### [FRAGMENTO]
^^^^^^^^^^^^^^^^

Japón está condenado a tener armas nucleares

Mi país, Japón, ha llegado a una encrucijada histórica: Debe desarrollar armas nucleares porque realmente no tiene elección.

Si uno es realista sobre la actual situación geopolítica en Asia, sólo hay una cuestión que importe: Las circunstancias que tan bien sirvieron a Japón tras su derrota en la Segunda Guerra Mundial ya no existen. La China nuclear es una amenaza cada vez mayor, que despliega sus músculos más allá de sus fronteras. Corea del Norte tiene un arsenal cada vez mayor de armas nucleares y no muestra signos de moderar su hostilidad hacia sus vecinos. Sobre todo, el «paraguas nuclear» estadounidense que nos permitió tantos años de paz y prosperidad bajo la protección militar de Washington está cada vez más deshilachado, probablemente de forma irreparable.

^^^^^^^^^^^^^^^^

### [ENTRADAS]

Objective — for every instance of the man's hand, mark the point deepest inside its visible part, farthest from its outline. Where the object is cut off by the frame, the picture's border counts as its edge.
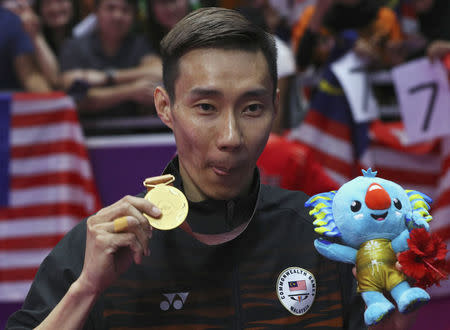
(109, 253)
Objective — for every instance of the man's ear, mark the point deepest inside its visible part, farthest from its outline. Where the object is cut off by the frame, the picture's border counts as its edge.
(276, 102)
(162, 105)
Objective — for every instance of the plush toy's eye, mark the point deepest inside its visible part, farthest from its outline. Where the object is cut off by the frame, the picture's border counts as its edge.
(356, 206)
(397, 204)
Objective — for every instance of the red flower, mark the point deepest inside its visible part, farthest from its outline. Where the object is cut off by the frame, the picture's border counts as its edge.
(425, 259)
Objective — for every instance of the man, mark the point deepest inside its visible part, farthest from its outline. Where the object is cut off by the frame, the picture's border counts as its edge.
(18, 70)
(244, 257)
(118, 68)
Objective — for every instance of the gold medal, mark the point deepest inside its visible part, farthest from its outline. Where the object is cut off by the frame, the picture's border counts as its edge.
(171, 201)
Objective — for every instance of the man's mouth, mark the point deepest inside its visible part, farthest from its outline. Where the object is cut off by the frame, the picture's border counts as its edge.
(379, 217)
(222, 171)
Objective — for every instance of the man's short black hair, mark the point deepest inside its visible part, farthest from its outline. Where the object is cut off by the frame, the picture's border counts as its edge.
(133, 3)
(214, 28)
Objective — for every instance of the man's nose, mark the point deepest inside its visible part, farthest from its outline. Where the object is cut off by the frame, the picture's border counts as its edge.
(229, 134)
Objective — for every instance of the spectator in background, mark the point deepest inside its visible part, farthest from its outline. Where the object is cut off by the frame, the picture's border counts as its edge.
(434, 23)
(18, 69)
(111, 71)
(162, 15)
(320, 27)
(48, 24)
(285, 63)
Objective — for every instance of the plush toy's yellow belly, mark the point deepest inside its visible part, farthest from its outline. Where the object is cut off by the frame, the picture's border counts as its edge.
(375, 266)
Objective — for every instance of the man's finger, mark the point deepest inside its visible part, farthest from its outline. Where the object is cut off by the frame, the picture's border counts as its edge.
(120, 224)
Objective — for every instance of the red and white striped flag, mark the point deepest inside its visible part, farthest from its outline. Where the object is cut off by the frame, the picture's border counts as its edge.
(46, 183)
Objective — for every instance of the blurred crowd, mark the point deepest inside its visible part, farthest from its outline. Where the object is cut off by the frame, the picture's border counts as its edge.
(105, 53)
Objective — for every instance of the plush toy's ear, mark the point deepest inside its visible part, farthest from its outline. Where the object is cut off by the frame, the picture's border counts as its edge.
(322, 211)
(420, 203)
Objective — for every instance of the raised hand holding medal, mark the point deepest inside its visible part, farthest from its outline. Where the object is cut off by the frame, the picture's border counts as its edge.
(171, 201)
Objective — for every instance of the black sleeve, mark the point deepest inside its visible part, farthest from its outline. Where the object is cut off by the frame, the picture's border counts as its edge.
(305, 49)
(55, 275)
(353, 304)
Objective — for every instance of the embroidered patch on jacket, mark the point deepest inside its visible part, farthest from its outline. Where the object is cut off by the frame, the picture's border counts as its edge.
(296, 289)
(176, 300)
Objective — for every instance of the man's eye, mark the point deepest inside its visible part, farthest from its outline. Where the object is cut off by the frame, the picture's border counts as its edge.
(254, 107)
(205, 107)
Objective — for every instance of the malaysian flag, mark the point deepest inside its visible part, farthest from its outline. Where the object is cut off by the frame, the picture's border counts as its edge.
(345, 147)
(46, 183)
(329, 130)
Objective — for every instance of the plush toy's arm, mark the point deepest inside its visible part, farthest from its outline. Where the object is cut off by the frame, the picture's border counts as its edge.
(335, 251)
(416, 219)
(400, 243)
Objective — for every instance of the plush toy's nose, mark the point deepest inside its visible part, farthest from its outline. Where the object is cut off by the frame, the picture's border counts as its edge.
(377, 198)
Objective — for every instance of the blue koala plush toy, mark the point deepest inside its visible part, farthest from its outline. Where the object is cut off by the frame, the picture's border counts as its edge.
(372, 217)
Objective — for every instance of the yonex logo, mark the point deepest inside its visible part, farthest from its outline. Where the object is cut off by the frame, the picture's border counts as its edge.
(173, 300)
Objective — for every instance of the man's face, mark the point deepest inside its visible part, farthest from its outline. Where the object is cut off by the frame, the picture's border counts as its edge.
(221, 118)
(422, 5)
(115, 18)
(56, 13)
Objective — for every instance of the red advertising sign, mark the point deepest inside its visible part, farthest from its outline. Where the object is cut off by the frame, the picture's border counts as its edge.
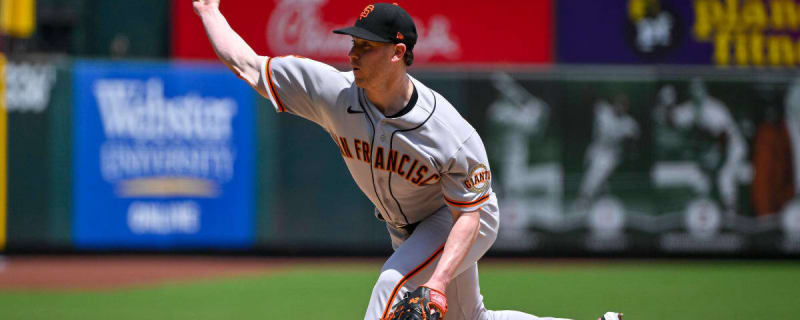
(450, 31)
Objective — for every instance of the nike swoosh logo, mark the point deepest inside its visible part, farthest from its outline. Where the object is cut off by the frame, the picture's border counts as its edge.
(350, 110)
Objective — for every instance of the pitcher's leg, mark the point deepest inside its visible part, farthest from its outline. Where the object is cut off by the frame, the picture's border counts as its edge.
(413, 259)
(465, 301)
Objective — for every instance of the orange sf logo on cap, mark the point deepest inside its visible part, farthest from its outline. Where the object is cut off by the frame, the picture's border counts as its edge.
(366, 12)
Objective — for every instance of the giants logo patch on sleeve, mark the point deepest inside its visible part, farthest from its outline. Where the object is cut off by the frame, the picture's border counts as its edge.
(478, 179)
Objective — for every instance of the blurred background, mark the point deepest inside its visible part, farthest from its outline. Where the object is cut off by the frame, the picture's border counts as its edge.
(623, 128)
(636, 127)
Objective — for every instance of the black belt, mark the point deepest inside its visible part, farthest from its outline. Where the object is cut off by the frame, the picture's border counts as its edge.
(409, 228)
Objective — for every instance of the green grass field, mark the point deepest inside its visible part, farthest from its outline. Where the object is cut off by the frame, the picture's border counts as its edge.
(579, 290)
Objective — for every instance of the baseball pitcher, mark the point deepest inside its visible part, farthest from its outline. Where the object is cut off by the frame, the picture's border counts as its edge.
(419, 162)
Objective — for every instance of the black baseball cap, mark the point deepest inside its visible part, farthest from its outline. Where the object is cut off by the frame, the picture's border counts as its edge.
(384, 22)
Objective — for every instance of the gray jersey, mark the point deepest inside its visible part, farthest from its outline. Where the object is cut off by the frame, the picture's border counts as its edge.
(408, 165)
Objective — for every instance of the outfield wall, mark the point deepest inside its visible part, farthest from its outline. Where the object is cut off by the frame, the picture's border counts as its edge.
(154, 156)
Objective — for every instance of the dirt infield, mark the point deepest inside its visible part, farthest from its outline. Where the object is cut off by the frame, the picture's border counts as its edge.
(105, 272)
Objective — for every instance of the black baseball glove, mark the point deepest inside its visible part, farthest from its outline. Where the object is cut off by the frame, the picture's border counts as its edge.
(421, 304)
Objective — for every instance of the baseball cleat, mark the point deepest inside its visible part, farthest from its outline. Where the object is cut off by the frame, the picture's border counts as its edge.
(611, 316)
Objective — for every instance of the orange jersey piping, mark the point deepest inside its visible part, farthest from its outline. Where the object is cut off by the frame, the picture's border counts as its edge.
(272, 91)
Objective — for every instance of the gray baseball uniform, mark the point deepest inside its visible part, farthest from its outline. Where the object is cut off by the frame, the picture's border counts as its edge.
(413, 166)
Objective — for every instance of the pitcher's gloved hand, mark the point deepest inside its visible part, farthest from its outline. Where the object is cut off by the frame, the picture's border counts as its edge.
(421, 304)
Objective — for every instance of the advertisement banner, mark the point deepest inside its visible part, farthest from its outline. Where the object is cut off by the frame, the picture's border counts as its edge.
(450, 31)
(704, 32)
(608, 164)
(163, 156)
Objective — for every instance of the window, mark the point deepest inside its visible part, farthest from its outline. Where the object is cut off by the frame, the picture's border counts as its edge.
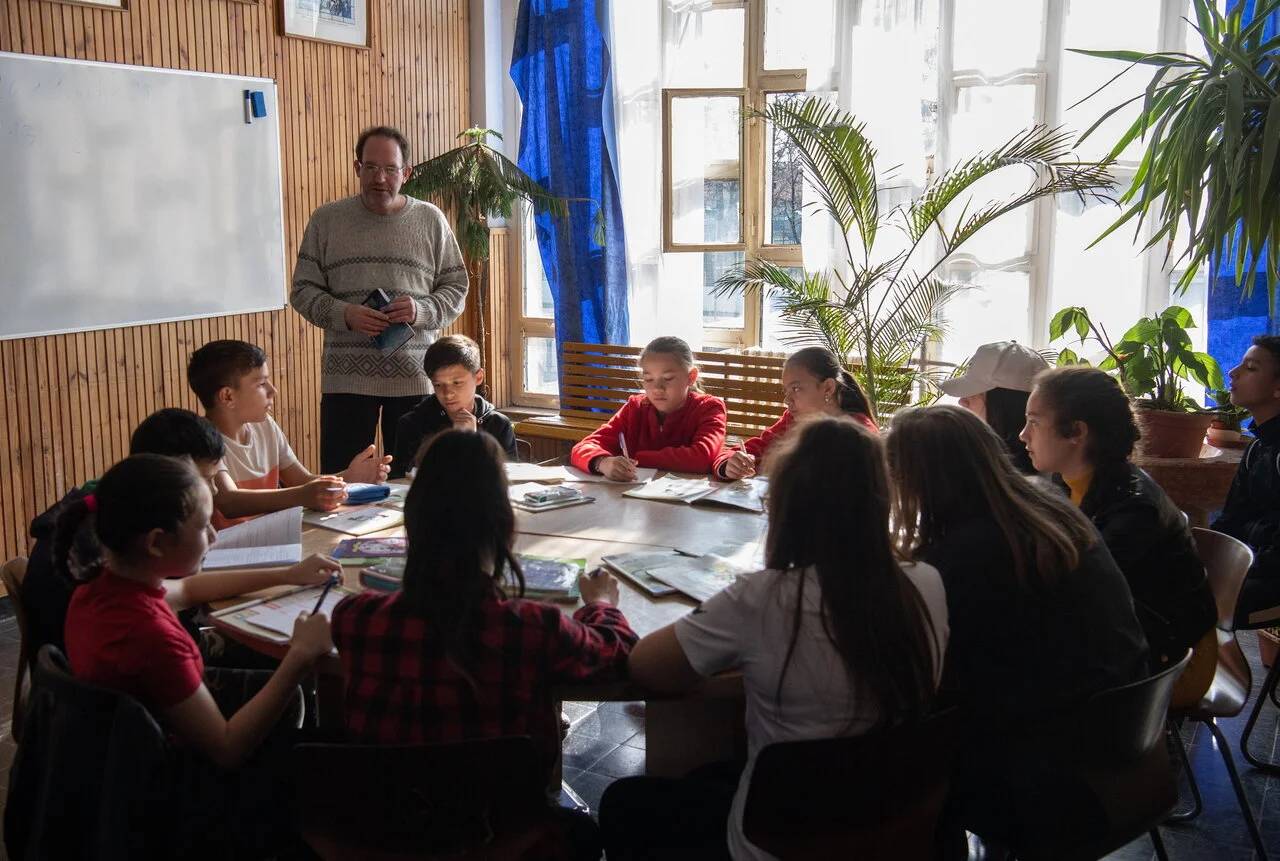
(730, 189)
(999, 81)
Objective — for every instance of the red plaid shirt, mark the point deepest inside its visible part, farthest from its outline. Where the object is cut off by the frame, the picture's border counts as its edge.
(401, 690)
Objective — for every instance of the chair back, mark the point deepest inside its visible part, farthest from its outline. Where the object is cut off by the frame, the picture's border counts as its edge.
(92, 775)
(1226, 563)
(432, 801)
(1097, 777)
(872, 796)
(12, 575)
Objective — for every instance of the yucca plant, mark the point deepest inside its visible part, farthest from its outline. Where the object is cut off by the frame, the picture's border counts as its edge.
(877, 310)
(475, 183)
(1210, 145)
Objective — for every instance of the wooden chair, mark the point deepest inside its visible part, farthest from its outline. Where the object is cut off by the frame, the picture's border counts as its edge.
(1112, 749)
(12, 575)
(874, 796)
(1226, 560)
(461, 801)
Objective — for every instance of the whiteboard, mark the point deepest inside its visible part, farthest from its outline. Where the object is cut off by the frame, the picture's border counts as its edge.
(133, 195)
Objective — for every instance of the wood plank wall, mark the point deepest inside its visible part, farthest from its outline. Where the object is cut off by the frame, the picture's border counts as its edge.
(69, 402)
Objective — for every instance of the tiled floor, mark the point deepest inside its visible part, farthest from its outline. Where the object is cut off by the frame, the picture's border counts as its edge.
(607, 742)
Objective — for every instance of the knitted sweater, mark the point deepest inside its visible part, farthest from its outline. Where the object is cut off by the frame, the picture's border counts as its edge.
(347, 252)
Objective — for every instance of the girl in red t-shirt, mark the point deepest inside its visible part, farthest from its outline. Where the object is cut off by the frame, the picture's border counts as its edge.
(673, 425)
(813, 384)
(152, 520)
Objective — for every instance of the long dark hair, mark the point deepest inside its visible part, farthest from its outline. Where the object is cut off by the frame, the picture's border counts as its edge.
(823, 365)
(949, 466)
(1006, 413)
(460, 530)
(138, 494)
(828, 494)
(1095, 398)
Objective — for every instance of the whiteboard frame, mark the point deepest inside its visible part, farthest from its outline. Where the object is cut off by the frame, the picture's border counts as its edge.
(279, 120)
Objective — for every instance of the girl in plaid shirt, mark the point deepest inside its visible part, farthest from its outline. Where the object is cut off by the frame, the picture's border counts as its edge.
(458, 654)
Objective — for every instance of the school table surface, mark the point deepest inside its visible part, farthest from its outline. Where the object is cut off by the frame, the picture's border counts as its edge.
(682, 731)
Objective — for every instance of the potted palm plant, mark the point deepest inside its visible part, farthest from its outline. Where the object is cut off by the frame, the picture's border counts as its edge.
(1210, 145)
(1153, 360)
(878, 307)
(475, 183)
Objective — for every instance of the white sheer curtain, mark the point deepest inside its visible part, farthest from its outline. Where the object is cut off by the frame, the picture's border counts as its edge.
(666, 289)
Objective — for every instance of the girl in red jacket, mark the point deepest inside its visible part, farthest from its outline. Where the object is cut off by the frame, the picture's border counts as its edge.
(813, 384)
(671, 426)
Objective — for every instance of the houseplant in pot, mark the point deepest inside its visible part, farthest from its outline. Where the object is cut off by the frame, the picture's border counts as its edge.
(888, 291)
(1153, 360)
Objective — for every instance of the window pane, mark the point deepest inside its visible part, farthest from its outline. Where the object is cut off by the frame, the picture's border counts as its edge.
(997, 307)
(708, 47)
(536, 292)
(1106, 26)
(721, 311)
(540, 371)
(1106, 279)
(705, 172)
(798, 33)
(986, 118)
(997, 36)
(772, 325)
(784, 183)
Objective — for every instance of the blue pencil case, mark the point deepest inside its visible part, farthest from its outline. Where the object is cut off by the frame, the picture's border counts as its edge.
(360, 494)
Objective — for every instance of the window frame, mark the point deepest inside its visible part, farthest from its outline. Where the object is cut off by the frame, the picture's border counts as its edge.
(759, 83)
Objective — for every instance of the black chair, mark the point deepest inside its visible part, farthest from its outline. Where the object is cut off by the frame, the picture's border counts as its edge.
(391, 802)
(1226, 560)
(90, 777)
(1112, 749)
(874, 796)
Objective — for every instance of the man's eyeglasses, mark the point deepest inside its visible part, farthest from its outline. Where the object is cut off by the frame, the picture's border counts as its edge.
(373, 170)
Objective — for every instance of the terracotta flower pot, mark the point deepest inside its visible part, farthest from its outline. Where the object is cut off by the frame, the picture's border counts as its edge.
(1173, 434)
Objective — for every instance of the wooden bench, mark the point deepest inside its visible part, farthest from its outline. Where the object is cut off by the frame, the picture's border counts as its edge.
(599, 378)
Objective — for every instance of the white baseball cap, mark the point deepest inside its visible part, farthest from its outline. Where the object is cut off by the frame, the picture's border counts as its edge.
(1004, 365)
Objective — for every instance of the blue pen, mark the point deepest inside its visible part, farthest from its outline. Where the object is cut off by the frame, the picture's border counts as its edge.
(330, 584)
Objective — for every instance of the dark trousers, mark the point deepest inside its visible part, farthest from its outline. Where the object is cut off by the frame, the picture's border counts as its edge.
(670, 818)
(348, 422)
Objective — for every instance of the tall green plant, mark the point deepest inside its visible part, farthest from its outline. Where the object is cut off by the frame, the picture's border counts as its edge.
(1211, 143)
(475, 183)
(877, 310)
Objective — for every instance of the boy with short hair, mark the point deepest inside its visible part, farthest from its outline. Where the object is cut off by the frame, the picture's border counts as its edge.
(452, 363)
(233, 383)
(1252, 509)
(173, 433)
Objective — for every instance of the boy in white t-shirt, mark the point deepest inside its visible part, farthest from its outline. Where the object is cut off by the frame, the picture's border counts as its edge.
(810, 674)
(233, 381)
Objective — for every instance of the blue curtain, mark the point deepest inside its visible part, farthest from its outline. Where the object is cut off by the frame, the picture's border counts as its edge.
(561, 68)
(1233, 317)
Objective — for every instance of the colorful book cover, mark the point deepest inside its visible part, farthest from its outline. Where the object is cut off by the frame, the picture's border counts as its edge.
(370, 548)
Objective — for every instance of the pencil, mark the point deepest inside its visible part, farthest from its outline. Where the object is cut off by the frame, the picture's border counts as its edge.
(329, 584)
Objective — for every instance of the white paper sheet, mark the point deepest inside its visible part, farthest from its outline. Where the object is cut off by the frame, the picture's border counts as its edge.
(280, 527)
(643, 476)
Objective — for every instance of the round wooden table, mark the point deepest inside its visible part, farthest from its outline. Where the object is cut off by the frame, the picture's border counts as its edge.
(682, 731)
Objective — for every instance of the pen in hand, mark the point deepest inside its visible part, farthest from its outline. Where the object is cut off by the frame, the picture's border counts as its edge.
(329, 584)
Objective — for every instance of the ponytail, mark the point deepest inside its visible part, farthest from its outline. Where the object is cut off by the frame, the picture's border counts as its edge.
(138, 494)
(67, 530)
(823, 365)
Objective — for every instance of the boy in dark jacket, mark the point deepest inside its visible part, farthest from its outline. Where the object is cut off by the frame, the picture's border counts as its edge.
(1252, 511)
(452, 363)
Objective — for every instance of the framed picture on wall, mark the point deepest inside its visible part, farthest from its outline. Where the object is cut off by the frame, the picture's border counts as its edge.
(344, 22)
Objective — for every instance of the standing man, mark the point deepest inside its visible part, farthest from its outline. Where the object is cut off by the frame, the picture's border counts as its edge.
(375, 239)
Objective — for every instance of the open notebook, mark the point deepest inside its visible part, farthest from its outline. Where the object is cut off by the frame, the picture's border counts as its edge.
(264, 541)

^^^^^^^^^^^^^^^^

### [COMPLETA LO SIGUIENTE]
A: ¿Qué tiene Corea del Norte, según el fragmento?
B: Nombra todos los países que aparecen con su nombre en el fragmento.
C: Sigue escribiendo el fragmento sobre Japón y las armas nucleares a partir de su última frase.

### [RESPUESTAS]
A: Un arsenal cada vez mayor de armas nucleares.

B: Japón, China y Corea del Norte.

C:
Una larga lista de personal gubernamental y expertos académicos siempre ha considerado las garantías de protección de Estados Unidos frente a sus enemigos como la base de su seguridad pero, ¿qué responsable político japonés, a la vista del desorden actual en Washington, puede seguir dando por sentadas esas garantías?

En los años posteriores a la Segunda Guerra Mundial y en plena Guerra Fría, Japón fue el baluarte de la presencia norteamericana en Asia. Ambos países estaban mutuamente comprometidos a contrarrestar el ascenso de China y la expansión del comunismo. El ex Primer Ministro Yasuhiro Nakasone declaró que Japón y Estados Unidos compartían un «destino inseparable».

Mirando ahora hacia atrás, se observa que siempre hubo grietas y posibles rupturas en ese «destino», aunque los políticos las taparan. Después de la guerra, Japón se convirtió, no sin razón, en una voz internacional de la causa de la paz. En su Constitución figura la renuncia a la guerra y al uso de la fuerza para resolver disputas. Para algunos, más de un tercio de la población, según una encuesta, este lenguaje había transformado a Japón de un estado militarista en una nación pacifista con una misión especial en el mundo. Sin embargo, otros, incluidas figuras influyentes del gobierno, interpretaron que la Constitución daba a Tokio margen de maniobra para desarrollar armas nucleares en caso necesario. Pero la cuestión nunca llegó a convertirse en un auténtico debate. La población japonesa se negaba a discutirlo.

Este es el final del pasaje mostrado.